Copy all the records below with every "thickest part" replaced by "widest part" and everything else unchanged. Omit the pictures from your answer.

──────── Data records

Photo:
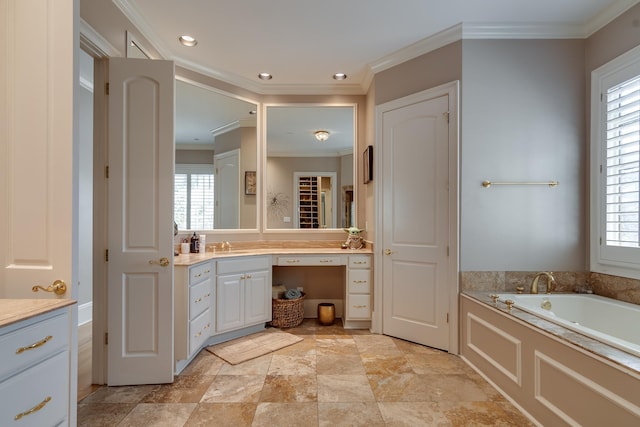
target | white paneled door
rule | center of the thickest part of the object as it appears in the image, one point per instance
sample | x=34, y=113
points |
x=416, y=218
x=140, y=223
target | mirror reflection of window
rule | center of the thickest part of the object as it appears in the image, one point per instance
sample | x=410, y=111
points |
x=211, y=124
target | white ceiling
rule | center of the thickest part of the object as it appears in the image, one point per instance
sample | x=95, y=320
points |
x=304, y=42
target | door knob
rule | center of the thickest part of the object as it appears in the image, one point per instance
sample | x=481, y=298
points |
x=58, y=287
x=162, y=262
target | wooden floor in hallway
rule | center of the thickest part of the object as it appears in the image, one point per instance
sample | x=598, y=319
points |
x=334, y=377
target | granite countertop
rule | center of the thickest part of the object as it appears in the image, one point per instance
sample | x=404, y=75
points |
x=15, y=310
x=591, y=345
x=190, y=259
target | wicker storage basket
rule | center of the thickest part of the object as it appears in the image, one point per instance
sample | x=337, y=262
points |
x=287, y=313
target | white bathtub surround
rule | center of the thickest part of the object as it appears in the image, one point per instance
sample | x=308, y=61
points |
x=620, y=288
x=554, y=374
x=604, y=319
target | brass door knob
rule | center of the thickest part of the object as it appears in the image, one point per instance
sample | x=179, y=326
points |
x=58, y=287
x=162, y=262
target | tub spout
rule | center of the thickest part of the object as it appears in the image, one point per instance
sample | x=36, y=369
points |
x=551, y=281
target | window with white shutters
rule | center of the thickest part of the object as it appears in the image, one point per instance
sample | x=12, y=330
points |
x=194, y=197
x=623, y=164
x=615, y=167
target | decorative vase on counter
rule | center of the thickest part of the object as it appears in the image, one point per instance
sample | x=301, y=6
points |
x=354, y=240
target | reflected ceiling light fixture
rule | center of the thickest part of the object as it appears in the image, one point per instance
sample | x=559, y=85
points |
x=321, y=135
x=187, y=40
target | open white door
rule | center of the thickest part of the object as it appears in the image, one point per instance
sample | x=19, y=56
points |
x=140, y=223
x=227, y=190
x=416, y=219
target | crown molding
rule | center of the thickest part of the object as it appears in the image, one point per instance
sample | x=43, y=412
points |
x=426, y=45
x=94, y=44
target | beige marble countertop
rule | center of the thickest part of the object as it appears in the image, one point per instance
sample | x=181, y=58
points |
x=190, y=259
x=15, y=310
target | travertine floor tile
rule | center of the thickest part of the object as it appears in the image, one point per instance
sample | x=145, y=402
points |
x=344, y=388
x=331, y=378
x=286, y=414
x=412, y=414
x=102, y=414
x=234, y=388
x=158, y=415
x=290, y=388
x=364, y=414
x=222, y=415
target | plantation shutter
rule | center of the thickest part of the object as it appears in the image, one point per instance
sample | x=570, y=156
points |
x=623, y=164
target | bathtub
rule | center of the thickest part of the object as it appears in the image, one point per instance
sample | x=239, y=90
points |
x=604, y=319
x=558, y=365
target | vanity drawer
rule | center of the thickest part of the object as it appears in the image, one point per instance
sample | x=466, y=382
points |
x=359, y=307
x=359, y=261
x=200, y=272
x=38, y=396
x=199, y=298
x=26, y=346
x=322, y=260
x=243, y=264
x=359, y=282
x=199, y=331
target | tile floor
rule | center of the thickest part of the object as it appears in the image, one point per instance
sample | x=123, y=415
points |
x=334, y=377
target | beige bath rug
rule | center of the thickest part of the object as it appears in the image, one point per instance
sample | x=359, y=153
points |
x=252, y=346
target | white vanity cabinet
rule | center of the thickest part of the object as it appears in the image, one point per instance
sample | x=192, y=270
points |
x=193, y=307
x=358, y=291
x=243, y=292
x=34, y=373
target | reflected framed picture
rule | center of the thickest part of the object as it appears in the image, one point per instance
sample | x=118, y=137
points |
x=367, y=164
x=250, y=182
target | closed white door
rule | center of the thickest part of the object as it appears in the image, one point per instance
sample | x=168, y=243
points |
x=227, y=190
x=416, y=219
x=140, y=223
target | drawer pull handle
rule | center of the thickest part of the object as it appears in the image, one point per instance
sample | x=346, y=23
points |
x=58, y=287
x=35, y=345
x=34, y=409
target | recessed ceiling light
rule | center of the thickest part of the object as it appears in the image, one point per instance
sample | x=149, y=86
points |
x=188, y=40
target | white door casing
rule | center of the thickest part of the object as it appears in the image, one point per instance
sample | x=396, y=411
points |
x=227, y=190
x=419, y=217
x=140, y=221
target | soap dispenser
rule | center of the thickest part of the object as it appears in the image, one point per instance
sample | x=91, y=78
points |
x=195, y=244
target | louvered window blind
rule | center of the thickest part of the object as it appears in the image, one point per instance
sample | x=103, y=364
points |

────────────────

__Response__.
Photo:
target | white paneled door
rule | center of the widest part of the object as it appears in the image, one point per instance
sample | x=34, y=113
points |
x=416, y=218
x=140, y=223
target | mirror reflection of window
rule | center of the widest part of the object as it appears in the image, one point per instance
sample | x=410, y=111
points |
x=211, y=124
target | white ceiling
rule | center of the widest part of the object as it appears in the image, one point per instance
sample | x=95, y=320
points |
x=304, y=42
target | door knob
rule | center of the widest part of the object as it appears in the image, one point per instance
sample | x=481, y=298
points |
x=58, y=287
x=162, y=262
target | wooden floor in hallway
rule | center of the widest part of the object as it appears in the image, one point per instance
sample | x=598, y=319
points |
x=334, y=377
target | granite countertop
rule | center of the widest part of the object as it appears in the image, one point per instance
sample | x=404, y=75
points |
x=15, y=310
x=591, y=345
x=190, y=259
target | wicker storage basket
rule | center of the widest part of the object as it appears in the image, one point per instance
sample | x=337, y=262
points |
x=287, y=313
target | white bathtub surround
rule | center of the widest part of the object as it appears in the image, one point per instance
sample | x=308, y=61
points |
x=620, y=288
x=554, y=374
x=604, y=319
target | brass door knob
rule | center of the widest part of the object as it appears in the image, one point per instance
sample | x=179, y=326
points |
x=58, y=287
x=162, y=262
target | tub spout
rule | center of the widest part of the object as it appears in the image, one point per instance
sample | x=36, y=369
points |
x=551, y=281
target | window with white shutters
rule | center of the widest part of the object as it appears in the image, one point per instance
sample | x=12, y=330
points |
x=194, y=197
x=623, y=164
x=615, y=167
target | decorative vase on counter
rule | center of the widest part of the object as it appears in the image, one point per instance
sample | x=301, y=6
points |
x=354, y=240
target | reflected ceiling light fixture
rule | center of the widest part of the object as it appears in the image, one point per instance
sample | x=559, y=85
points |
x=321, y=135
x=187, y=40
target | open white door
rule | center of the widest part of the object as it appears in the image, one point per instance
sample | x=19, y=56
points |
x=140, y=223
x=227, y=190
x=416, y=219
target | crown molding
rule | center of the widest part of the object as it appears in the image, one point per instance
sample | x=43, y=412
points |
x=426, y=45
x=94, y=44
target | beige marble countertop
rule | center of the widest part of the object as it appears in the image, one point per instance
sample | x=181, y=58
points |
x=190, y=259
x=15, y=310
target | travertine floor tile
rule | center of the widest part of the object as it appears in the image, one point per instance
sample | x=145, y=402
points |
x=344, y=388
x=331, y=378
x=286, y=414
x=412, y=414
x=102, y=414
x=234, y=388
x=158, y=415
x=290, y=388
x=364, y=414
x=222, y=415
target | plantation shutter
rule | center of the widest part of the object as it appears in the image, one point per instance
sample | x=570, y=156
points |
x=623, y=164
target | bathtub
rule | center of the widest part of the object as it appears in the image, one point per instance
sample | x=239, y=90
points |
x=604, y=319
x=558, y=365
target | vanity drawer
rule | center of the widest part of the object as it appears in the image, one point per instance
sample | x=466, y=382
points |
x=359, y=307
x=359, y=261
x=200, y=272
x=38, y=396
x=199, y=298
x=26, y=346
x=322, y=260
x=243, y=264
x=359, y=282
x=199, y=331
target | tile floor
rule | center of the widest part of the object as it appears in the image, one point per instance
sample | x=123, y=415
points |
x=334, y=377
target | beige bath rug
rule | center of the widest part of the object as it appears in the image, one point per instance
sample | x=359, y=153
points |
x=252, y=346
target | white vanity cabinet
rule | center of the widest part of the object as it appears in the image, one point per instance
sample | x=192, y=270
points |
x=193, y=307
x=358, y=291
x=243, y=292
x=34, y=373
target | reflected framed picture
rule | center of the widest part of the object as it appears in the image, one point per instance
sample | x=118, y=137
points |
x=367, y=164
x=250, y=182
target | closed white door
rule | center of the widest part of the object as it appears in the image, one point per instance
sample | x=168, y=243
points |
x=227, y=190
x=416, y=219
x=140, y=223
target | drawer pull handle
rule | center of the widest part of the object as it appears in the image, one point per instance
sample | x=346, y=23
points |
x=58, y=287
x=35, y=345
x=34, y=409
target | recessed ceiling light
rule | center of the widest part of the object as it appears in the image, one point per instance
sample | x=149, y=86
points |
x=188, y=40
target | white door casing
rule | center of the widest part of the object as it appears in the image, one point per instance
sample | x=396, y=411
points |
x=227, y=190
x=419, y=217
x=140, y=221
target | soap dispenser
rule | center of the widest part of the object as it appears in the image, one point per instance
sample | x=91, y=78
points |
x=195, y=244
target | louvered window blind
rule | center of the widest part of the object as it appears in the image, one point per instance
sample | x=103, y=364
points |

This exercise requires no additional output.